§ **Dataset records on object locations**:
* * * * * * * * *
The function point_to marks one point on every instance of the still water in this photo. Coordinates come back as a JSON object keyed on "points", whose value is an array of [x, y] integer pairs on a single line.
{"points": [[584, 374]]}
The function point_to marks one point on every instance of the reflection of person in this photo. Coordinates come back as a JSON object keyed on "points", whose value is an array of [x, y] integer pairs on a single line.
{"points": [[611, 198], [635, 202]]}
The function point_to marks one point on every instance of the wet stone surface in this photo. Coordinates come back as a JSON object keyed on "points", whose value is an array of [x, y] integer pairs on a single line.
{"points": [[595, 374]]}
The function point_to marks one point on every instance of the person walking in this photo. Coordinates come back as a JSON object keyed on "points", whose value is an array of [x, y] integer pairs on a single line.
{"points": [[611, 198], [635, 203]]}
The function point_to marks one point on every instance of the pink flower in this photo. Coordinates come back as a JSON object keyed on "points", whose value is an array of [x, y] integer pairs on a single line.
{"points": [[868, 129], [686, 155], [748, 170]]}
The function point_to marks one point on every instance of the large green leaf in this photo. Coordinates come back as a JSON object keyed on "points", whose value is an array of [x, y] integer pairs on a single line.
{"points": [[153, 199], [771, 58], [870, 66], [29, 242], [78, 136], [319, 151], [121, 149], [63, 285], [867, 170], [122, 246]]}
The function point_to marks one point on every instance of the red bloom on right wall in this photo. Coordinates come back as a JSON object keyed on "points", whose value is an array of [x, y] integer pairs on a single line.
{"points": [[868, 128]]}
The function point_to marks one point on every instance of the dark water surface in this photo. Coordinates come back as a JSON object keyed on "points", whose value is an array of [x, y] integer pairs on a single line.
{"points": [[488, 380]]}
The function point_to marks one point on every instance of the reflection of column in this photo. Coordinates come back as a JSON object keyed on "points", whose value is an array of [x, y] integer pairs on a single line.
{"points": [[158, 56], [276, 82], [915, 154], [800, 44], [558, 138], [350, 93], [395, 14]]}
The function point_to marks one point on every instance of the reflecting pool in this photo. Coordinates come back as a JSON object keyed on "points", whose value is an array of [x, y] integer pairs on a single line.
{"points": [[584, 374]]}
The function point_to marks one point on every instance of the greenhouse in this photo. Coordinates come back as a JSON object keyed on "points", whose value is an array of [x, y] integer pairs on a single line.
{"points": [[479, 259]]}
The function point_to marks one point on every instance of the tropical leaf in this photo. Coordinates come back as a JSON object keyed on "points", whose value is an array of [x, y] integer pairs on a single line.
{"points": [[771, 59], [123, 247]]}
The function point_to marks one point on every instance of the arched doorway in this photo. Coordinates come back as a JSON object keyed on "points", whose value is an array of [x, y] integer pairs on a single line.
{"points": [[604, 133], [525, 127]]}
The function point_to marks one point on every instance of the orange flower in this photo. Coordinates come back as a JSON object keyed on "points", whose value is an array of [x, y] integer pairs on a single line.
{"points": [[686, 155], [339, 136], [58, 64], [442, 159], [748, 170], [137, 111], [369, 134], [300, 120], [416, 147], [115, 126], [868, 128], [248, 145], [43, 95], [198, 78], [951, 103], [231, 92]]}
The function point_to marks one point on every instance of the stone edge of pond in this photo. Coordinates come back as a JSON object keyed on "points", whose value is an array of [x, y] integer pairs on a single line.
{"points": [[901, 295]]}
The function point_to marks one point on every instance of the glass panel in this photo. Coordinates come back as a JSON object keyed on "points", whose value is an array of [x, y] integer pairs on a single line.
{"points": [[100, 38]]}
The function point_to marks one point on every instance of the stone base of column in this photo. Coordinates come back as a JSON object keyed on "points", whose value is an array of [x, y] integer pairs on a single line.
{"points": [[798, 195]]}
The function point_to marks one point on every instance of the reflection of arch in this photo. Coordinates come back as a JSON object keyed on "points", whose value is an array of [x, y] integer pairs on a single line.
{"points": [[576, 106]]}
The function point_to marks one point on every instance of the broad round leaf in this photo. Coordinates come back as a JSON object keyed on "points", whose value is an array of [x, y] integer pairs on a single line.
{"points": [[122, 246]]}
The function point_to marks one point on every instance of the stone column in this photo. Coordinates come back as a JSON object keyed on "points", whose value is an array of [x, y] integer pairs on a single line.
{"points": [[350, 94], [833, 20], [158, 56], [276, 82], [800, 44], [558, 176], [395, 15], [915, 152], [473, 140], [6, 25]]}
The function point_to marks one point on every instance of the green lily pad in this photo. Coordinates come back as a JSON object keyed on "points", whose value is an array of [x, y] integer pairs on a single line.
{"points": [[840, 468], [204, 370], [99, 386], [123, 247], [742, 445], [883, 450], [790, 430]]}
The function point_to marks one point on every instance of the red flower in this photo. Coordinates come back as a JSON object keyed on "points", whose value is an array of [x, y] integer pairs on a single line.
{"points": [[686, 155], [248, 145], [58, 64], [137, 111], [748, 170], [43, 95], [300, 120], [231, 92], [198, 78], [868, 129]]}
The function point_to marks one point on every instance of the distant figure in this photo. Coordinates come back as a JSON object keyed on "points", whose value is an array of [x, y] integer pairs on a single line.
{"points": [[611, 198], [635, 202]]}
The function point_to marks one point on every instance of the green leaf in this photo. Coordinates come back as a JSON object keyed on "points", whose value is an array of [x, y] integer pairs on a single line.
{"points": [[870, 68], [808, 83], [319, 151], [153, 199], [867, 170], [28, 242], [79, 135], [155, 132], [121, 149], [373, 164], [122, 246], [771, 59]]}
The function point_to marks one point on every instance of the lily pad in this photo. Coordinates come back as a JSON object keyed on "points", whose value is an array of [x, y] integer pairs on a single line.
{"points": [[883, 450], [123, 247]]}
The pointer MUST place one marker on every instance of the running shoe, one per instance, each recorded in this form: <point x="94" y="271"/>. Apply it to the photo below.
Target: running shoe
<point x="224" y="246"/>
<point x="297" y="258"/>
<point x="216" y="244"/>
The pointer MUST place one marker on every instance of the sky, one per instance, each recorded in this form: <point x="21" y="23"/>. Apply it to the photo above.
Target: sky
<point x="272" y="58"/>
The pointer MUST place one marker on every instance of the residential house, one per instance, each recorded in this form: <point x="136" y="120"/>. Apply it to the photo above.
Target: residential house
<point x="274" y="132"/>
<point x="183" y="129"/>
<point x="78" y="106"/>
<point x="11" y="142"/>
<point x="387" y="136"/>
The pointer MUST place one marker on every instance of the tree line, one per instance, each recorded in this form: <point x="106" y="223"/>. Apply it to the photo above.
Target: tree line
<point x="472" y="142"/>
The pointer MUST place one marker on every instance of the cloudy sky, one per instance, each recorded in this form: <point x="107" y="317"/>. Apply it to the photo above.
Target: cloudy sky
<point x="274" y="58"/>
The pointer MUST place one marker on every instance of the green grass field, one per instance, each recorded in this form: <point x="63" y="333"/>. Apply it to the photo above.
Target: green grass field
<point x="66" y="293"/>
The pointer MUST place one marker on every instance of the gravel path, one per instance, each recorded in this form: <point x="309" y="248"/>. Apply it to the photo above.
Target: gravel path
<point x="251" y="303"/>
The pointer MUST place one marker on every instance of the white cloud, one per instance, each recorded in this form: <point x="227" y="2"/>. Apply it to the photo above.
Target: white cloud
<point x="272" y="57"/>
* * * * * * * * *
§ **WORK TO COMPLETE**: Reproduce, unchanged, every line of the listing from the one containing "of the tree" down to the listing's last line, both included.

§ **IN RESPONSE**:
The pointer MUST place one marker on every instance of the tree line, one per instance, each recorded in this form: <point x="106" y="223"/>. Apply it to the photo above.
Target: tree line
<point x="472" y="142"/>
The pointer MUST place one marker on every instance of the cloudy sky, one per instance, each recorded in this form: <point x="107" y="317"/>. Apply it to the photo above.
Target: cloudy sky
<point x="274" y="58"/>
The pointer MUST place one marker on every instance of the green grass field, one per instance, each recorded in this form: <point x="63" y="333"/>. Apply it to the photo above.
Target: green grass field
<point x="66" y="293"/>
The pointer MUST place one marker on every instance of the gravel path, one per instance, each recorded in this form: <point x="309" y="248"/>. Apply it to the photo above.
Target: gravel path
<point x="251" y="303"/>
The pointer MUST place one marker on every instance of the white cloud, one per instance, each recorded in this form: <point x="227" y="2"/>. Apply it to the photo above.
Target: white cloud
<point x="272" y="57"/>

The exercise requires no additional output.